[THE EXERCISE] Write out these items again, swapping every "instance" for "occurrence" and keeping everything else the same. Leave out the pictures.
----- GIVEN DATA
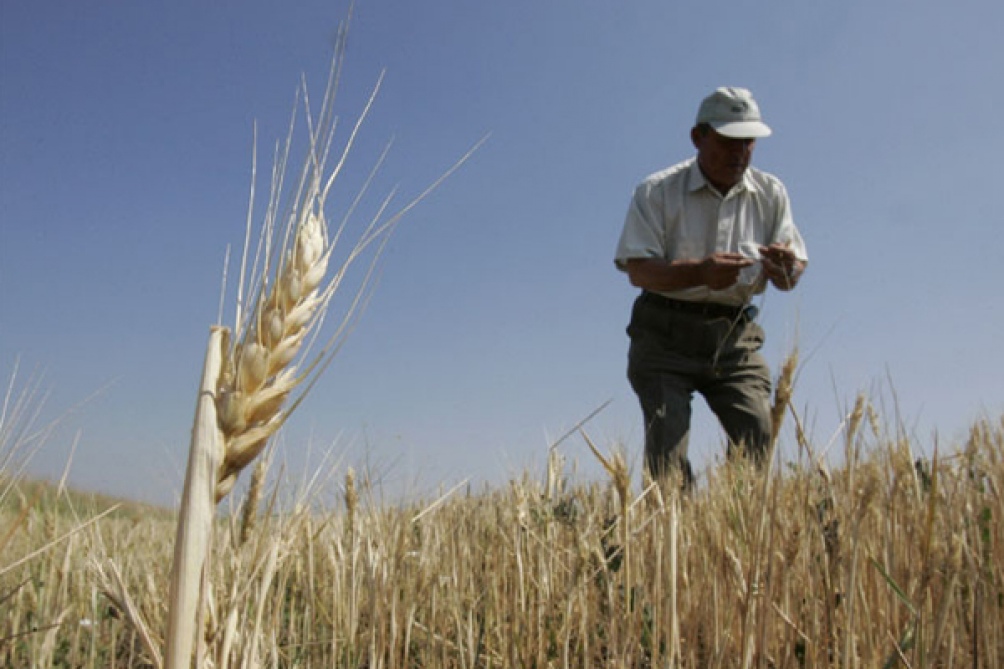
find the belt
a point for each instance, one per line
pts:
(709, 309)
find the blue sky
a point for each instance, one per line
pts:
----------
[CORRECT ANSWER]
find the belt
a point for each occurrence, one per line
pts:
(709, 309)
find the blue sky
a point for each occurrence, one per line
pts:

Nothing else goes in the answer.